Aufgaben und Übungen
1. Gib aus dem Textauszug zum Unfallversicherungsschutz alles von „Entsprechend unterliegen rein“ bis hinunter zu „98 U 50/21).“ wortgetreu aus.
2. Beantworte anhand des Textauszugs zum Unfallversicherungsschutz diese Fragen:
(a) Womit vergleicht das LSG den entschiedenen Fall?
(b) Welches Gericht lehnte es ab, die Verletzungen aus dem Handgemenge als Arbeitsunfall anzuerkennen?
(c) Welches Beispiel nennt der Text für eine rein eigenwirtschaftliche Verrichtung ohne „Erholungsbezug“?
3. Führe den Textauszug zum Unfallversicherungsschutz im Anschluss an seinen letzten Satz weiter.

━━━━━ Textauszug

Sind mit der Entscheidung nun sämtliche Verrichtungen von Arbeitnehmern auf dem Betriebsgelände durch die Unfallversicherung geschützt? Nein!

Das LSG zieht einen Vergleich zu den nach dem BSG versicherten Pausenzeiten im Pausenraum zur Nahrungsaufnahme (vgl. BSG Urteil 22.1.1976 – 2 RU 101/75) und stellt im Urteil selbst heraus, dass es natürlich auch immer noch Grenzen des Versicherungsschutzes gibt. Die eigentlich eigenwirtschaftliche Tätigkeit des „Luftschnappens“ wurde vom LSG nur deswegen noch der versicherten Tätigkeit zugerechnet, da die Pause dem Erhalt der Arbeitskraft dient und in einem extra dafür vorgesehenen Pausenbereich verrichtet wurde.

Entsprechend unterliegen rein eigenwirtschaftliche Verrichtungen ohne „Erholungsbezug“ nicht dem Schutz der Unfallversicherung (etwa, wenn ein Mitarbeiter den privaten PKW auf der Hebebühne des Arbeitgebers aufbockt, um einen Check durchzuführen). Auch solche Handlungen, die durch eine eindeutige Zäsur eigenwirtschaftlich sind, unterfallen nicht dem Versicherungsschutz der Unfallversicherung. So hatte bspw. ein Arbeitnehmer, der nach einem Handgemenge wegen einer zugeparkten Werkszufahrt Verletzungen davongetragen hatte, versucht diese als Arbeitsunfall geltend zu machen, was das SG Berlin ablehnte (vgl. SG Berlin, Urteil 16.2.23 – S 98 U 50/21).

━━━━━━━━━━
━━━━━ Vorliegendes Material

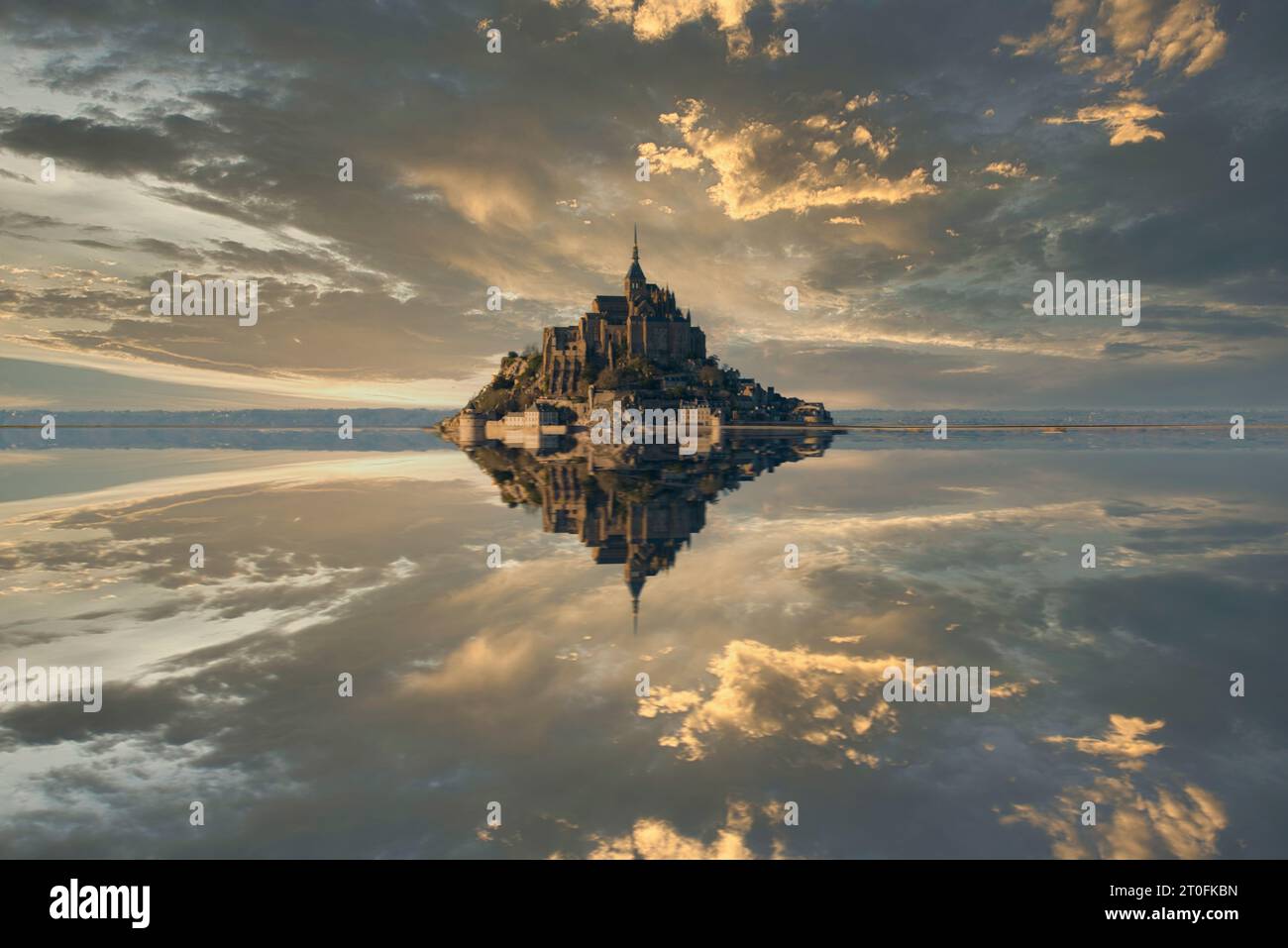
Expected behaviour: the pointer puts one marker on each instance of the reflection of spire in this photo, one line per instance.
(636, 572)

━━━━━━━━━━

Lösungen
1.
Entsprechend unterliegen rein eigenwirtschaftliche Verrichtungen ohne „Erholungsbezug“ nicht dem Schutz der Unfallversicherung (etwa, wenn ein Mitarbeiter den privaten PKW auf der Hebebühne des Arbeitgebers aufbockt, um einen Check durchzuführen). Auch solche Handlungen, die durch eine eindeutige Zäsur eigenwirtschaftlich sind, unterfallen nicht dem Versicherungsschutz der Unfallversicherung. So hatte bspw. ein Arbeitnehmer, der nach einem Handgemenge wegen einer zugeparkten Werkszufahrt Verletzungen davongetragen hatte, versucht diese als Arbeitsunfall geltend zu machen, was das SG Berlin ablehnte (vgl. SG Berlin, Urteil 16.2.23 – S 98 U 50/21).

2.
(a) Mit den nach dem BSG versicherten Pausenzeiten im Pausenraum zur Nahrungsaufnahme.
(b) Das SG Berlin.
(c) Ein Mitarbeiter bockt den privaten PKW auf der Hebebühne des Arbeitgebers auf, um einen Check durchzuführen.

3.
Das LSG hat die Revision zum Bundessozialgericht zugelassen, da höchstrichterlich noch nicht geklärt ist, ob der Versicherungsschutz nur am Arbeitsplatz oder auch weit entfernt von diesem bestehe, wenn der Arbeitnehmer eine zulässige Pause mache. Insoweit gilt es abzuwarten, ob die Ausdehnung des Versicherungsschutzes durch das Bundessozialgericht „gehalten“ wird, sofern die klagende Berufsgenossenschaft Revision einlegt.